● Assignment
Say how many lines in the entries contain "black", giving only the number.

● Source material
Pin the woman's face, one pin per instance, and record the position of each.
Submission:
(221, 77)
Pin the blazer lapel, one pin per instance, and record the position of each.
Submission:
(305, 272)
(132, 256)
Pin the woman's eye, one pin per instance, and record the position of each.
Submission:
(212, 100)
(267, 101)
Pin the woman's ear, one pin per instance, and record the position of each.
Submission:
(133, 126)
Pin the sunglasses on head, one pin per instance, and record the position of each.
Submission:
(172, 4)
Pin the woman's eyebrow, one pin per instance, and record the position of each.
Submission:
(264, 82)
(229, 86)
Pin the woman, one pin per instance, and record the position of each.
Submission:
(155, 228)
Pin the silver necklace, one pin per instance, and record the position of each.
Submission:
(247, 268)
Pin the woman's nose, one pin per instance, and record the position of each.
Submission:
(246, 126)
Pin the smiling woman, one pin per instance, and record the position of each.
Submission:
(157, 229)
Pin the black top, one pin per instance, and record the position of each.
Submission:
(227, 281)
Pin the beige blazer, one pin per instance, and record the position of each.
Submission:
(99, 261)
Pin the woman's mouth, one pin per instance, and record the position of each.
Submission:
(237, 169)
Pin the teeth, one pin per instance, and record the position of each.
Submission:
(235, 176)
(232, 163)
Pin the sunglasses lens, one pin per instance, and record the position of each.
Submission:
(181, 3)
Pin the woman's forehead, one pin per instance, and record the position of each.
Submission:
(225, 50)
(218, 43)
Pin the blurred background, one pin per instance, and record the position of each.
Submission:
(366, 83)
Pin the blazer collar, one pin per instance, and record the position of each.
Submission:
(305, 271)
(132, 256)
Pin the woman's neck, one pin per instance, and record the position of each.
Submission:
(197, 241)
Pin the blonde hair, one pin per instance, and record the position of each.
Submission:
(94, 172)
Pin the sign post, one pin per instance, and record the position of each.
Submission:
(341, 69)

...

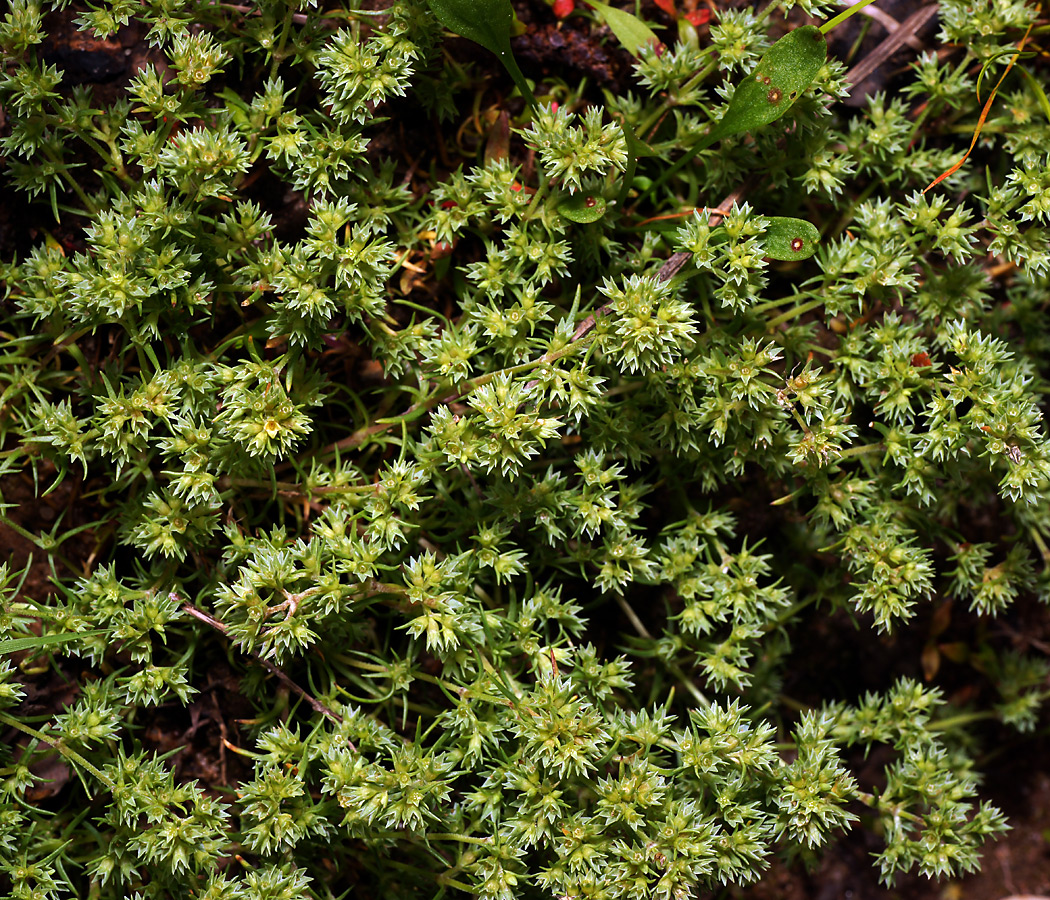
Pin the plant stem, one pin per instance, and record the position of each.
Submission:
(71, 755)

...

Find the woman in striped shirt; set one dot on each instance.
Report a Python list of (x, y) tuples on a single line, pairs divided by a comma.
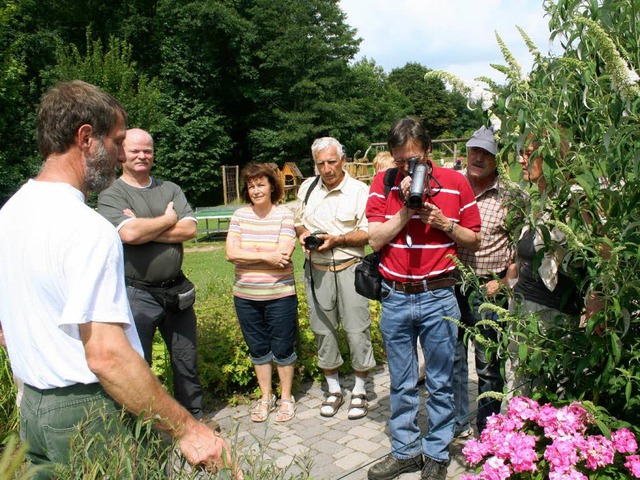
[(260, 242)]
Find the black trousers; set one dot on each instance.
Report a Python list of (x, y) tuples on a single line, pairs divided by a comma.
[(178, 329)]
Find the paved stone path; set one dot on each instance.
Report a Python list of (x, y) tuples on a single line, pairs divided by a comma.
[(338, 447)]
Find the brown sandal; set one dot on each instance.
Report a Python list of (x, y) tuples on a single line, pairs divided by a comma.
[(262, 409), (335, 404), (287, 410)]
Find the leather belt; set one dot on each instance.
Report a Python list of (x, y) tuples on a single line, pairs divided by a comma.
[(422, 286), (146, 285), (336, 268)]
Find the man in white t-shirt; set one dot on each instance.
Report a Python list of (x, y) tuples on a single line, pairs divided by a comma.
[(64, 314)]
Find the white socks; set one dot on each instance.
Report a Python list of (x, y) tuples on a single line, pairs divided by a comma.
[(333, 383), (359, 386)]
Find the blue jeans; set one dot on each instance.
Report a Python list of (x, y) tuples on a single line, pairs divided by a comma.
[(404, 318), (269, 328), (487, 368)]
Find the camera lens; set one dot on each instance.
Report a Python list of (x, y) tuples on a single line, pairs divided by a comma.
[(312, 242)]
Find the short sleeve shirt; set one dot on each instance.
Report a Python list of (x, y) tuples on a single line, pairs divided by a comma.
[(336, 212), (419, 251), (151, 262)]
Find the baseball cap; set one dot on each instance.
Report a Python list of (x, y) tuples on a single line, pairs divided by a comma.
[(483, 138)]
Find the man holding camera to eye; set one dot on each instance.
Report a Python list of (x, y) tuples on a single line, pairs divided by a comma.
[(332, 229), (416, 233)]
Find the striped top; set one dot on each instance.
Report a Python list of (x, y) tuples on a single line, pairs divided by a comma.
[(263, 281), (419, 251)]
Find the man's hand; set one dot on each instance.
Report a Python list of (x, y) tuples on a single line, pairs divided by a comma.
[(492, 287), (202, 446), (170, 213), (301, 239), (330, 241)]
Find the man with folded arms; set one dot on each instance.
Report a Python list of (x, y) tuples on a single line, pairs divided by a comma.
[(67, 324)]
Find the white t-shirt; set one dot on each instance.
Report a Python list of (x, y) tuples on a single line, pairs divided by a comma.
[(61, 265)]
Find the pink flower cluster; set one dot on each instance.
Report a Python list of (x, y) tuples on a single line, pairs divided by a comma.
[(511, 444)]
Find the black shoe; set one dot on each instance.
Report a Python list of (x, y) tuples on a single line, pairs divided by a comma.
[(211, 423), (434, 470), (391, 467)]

● Exercise answer
3